Start of Given data

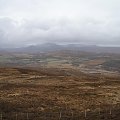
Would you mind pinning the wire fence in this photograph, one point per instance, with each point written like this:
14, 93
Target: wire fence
87, 114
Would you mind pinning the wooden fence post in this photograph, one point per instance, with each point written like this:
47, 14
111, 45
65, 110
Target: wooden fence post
60, 116
1, 116
85, 113
27, 116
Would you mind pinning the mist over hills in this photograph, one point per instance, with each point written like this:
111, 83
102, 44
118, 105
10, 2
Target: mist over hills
49, 47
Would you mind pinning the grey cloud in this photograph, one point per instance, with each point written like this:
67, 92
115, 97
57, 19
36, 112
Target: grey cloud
76, 21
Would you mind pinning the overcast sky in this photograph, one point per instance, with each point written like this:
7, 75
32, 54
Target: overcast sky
26, 22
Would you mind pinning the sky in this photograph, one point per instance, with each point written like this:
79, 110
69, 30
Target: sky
29, 22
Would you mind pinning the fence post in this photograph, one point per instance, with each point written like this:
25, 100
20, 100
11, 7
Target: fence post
72, 114
85, 113
16, 116
1, 116
60, 116
110, 111
27, 117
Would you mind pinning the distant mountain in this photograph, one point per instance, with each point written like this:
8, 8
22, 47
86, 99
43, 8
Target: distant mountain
49, 47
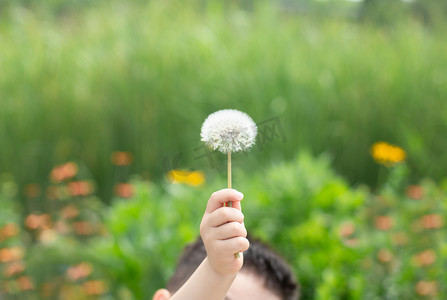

End of Given data

To be done. Rewrite all of the material above as a numbered list, one line per item, with no blank lines, and omit the pictures.

Completed exercise.
1. Would you mind pinning the wire fence in this photograph, one point per instance, with each point written like this:
2. 14, 93
3. Target: wire fence
4. 87, 114
5. Would you mind pinning the wooden fence post in this photograph, one point per instance, with each point written like this:
6. 47, 14
7. 111, 45
8. 65, 110
9. Target: wooden fence post
10. 60, 116
11. 1, 116
12. 85, 113
13. 27, 116
14. Would you mind pinning the mist over hills in this photograph, one point per instance, with each point written like this:
15. 111, 83
16. 102, 44
17. 118, 105
18. 10, 2
19. Target: mist over hills
20. 49, 47
21. Would you mind pinning the grey cloud in this photograph, one point per instance, with each point written like this:
22. 67, 92
23. 115, 97
24. 57, 19
25. 36, 112
26. Target: grey cloud
27. 76, 21
28. Would you mind pinning the overcast sky in this photograph, one point per instance, with each point written like this:
29. 7, 75
30. 32, 54
31. Target: overcast sky
32. 26, 22
33. Would you mind pinning the sky in this photograph, one point per instance, with each point written like this:
34. 79, 110
35. 69, 30
36. Target: sky
37. 29, 22
38. Would you mind pinning the fence post in this photograph, one point per instance, with each point written like this:
39. 25, 100
40. 20, 100
41. 11, 7
42. Target: fence post
43. 72, 114
44. 85, 113
45. 16, 116
46. 1, 116
47. 60, 116
48. 110, 111
49. 27, 117
50. Would you mind pinning the distant mountain in this photograph, one point per instance, with each point written like this:
51. 8, 8
52. 22, 47
53. 86, 99
54. 43, 8
55. Target: distant mountain
56. 49, 47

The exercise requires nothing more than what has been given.